*Text section*:

::::

What you don’t know about these 12 ingredients could hurt you

We North Americans do love our dietary supplements. More than half of the adult population have taken them to stay healthy, lose weight, gain an edge in sports or in the bedroom, and avoid using prescription drugs. In 2009, we spent $26.7 billion on them, according to the Nutrition Business Journal, a trade publication.

What consumers might not realize, though, is that supplement manufacturers routinely, and legally, sell their products without first having to demonstrate that they are safe and effective. The Food and Drug Administration has not made full use of even the meager authority granted it by the industry-friendly 1994 Dietary Supplement Health and Education Act (DSHEA).

As a result, the supplement marketplace is not as safe as it should be.

  • We have identified a dozen supplement ingredients that we think consumers should avoid because of health risks, including cardiovascular, liver, and kidney problems. We found products with those ingredients readily available in stores and online.

::::

*Given data*:
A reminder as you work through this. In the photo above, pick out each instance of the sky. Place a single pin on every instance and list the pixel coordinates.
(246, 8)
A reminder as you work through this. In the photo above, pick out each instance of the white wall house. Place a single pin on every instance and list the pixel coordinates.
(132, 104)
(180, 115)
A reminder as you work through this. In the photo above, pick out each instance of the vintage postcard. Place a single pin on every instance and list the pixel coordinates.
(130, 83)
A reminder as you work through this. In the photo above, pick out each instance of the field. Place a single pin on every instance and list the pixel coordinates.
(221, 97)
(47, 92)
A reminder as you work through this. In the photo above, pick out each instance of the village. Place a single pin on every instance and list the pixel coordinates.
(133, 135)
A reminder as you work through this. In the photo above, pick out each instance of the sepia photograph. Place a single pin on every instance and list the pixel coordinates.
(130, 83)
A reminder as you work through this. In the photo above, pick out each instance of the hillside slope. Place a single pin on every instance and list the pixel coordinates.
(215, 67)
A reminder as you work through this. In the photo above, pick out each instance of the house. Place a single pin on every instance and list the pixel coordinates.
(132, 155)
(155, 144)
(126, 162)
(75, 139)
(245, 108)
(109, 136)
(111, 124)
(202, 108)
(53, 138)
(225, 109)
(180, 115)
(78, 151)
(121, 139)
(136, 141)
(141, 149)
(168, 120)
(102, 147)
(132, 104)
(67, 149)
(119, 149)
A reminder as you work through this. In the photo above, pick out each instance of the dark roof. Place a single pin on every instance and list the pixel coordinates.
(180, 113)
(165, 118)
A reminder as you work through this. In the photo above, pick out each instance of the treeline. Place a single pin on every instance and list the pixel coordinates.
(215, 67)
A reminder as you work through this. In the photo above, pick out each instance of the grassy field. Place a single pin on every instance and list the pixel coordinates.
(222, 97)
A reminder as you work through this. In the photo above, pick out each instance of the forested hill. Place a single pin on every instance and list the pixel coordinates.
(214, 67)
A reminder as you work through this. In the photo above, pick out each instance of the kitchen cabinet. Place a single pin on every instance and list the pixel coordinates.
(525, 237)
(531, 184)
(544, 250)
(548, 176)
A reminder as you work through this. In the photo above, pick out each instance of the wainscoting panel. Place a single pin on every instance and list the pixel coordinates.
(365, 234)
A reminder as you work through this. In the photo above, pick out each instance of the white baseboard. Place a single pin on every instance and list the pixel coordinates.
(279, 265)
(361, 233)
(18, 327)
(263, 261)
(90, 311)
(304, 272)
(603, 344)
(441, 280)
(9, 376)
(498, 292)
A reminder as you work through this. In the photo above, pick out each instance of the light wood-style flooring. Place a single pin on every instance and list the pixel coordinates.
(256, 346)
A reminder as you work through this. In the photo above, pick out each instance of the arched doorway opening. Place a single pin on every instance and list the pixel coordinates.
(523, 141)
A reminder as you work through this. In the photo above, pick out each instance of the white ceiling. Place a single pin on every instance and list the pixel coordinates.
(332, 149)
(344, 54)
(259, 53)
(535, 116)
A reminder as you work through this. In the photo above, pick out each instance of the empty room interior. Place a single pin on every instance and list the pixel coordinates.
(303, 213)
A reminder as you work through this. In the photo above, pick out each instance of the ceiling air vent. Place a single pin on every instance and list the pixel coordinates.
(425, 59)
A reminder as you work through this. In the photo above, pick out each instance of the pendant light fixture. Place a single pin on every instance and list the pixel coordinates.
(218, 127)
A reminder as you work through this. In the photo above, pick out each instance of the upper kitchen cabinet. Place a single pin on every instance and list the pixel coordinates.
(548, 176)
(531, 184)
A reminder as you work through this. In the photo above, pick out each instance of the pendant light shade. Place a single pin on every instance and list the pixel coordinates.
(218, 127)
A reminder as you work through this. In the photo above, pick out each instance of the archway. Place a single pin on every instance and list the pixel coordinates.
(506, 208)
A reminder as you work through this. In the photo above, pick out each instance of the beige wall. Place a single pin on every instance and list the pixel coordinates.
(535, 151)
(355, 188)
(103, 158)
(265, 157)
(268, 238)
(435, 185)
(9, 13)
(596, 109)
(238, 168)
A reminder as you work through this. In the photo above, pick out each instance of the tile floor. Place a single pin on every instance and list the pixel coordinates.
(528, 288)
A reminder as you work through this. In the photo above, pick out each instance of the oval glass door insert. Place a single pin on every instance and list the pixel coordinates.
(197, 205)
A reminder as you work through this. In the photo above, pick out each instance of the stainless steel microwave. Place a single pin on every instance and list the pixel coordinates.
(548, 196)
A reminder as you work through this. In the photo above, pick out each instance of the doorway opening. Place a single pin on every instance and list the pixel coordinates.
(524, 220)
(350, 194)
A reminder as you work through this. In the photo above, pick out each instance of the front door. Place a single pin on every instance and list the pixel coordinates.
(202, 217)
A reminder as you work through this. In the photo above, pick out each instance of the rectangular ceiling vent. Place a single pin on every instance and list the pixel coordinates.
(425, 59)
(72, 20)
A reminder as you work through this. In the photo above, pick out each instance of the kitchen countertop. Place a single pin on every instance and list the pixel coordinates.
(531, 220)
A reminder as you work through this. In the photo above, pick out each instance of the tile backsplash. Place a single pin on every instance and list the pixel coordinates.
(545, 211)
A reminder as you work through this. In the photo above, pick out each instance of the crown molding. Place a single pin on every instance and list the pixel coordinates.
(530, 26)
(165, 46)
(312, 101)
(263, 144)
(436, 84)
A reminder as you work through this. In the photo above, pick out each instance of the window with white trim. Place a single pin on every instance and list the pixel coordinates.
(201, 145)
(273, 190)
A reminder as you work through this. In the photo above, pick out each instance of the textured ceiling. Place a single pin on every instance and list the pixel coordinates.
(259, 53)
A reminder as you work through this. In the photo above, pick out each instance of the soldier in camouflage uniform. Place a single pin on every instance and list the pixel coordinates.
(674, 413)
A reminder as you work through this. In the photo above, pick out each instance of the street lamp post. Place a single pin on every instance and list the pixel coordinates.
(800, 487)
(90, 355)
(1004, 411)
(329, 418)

::::

*Problems to solve*:
[A] According to the supplement ingredients text, how much did North Americans spend on dietary supplements in 2009?
[B] From the supplement ingredients text, copy the passage starting at "We North Americans" and ending at "Education Act (DSHEA).".
[C] Condense the paragraph of the supplement ingredients text that begins "What consumers might not realize" into a short bulleted list.

*Answer section*:
[A] $26.7 billion.

[B]
We North Americans do love our dietary supplements. More than half of the adult population have taken them to stay healthy, lose weight, gain an edge in sports or in the bedroom, and avoid using prescription drugs. In 2009, we spent $26.7 billion on them, according to the Nutrition Business Journal, a trade publication.

What consumers might not realize, though, is that supplement manufacturers routinely, and legally, sell their products without first having to demonstrate that they are safe and effective. The Food and Drug Administration has not made full use of even the meager authority granted it by the industry-friendly 1994 Dietary Supplement Health and Education Act (DSHEA).

[C]
- Supplement manufacturers routinely and legally sell products without first showing they are safe and effective.
- The Food and Drug Administration has not fully used even the meager authority it has under the industry-friendly 1994 Dietary Supplement Health and Education Act (DSHEA).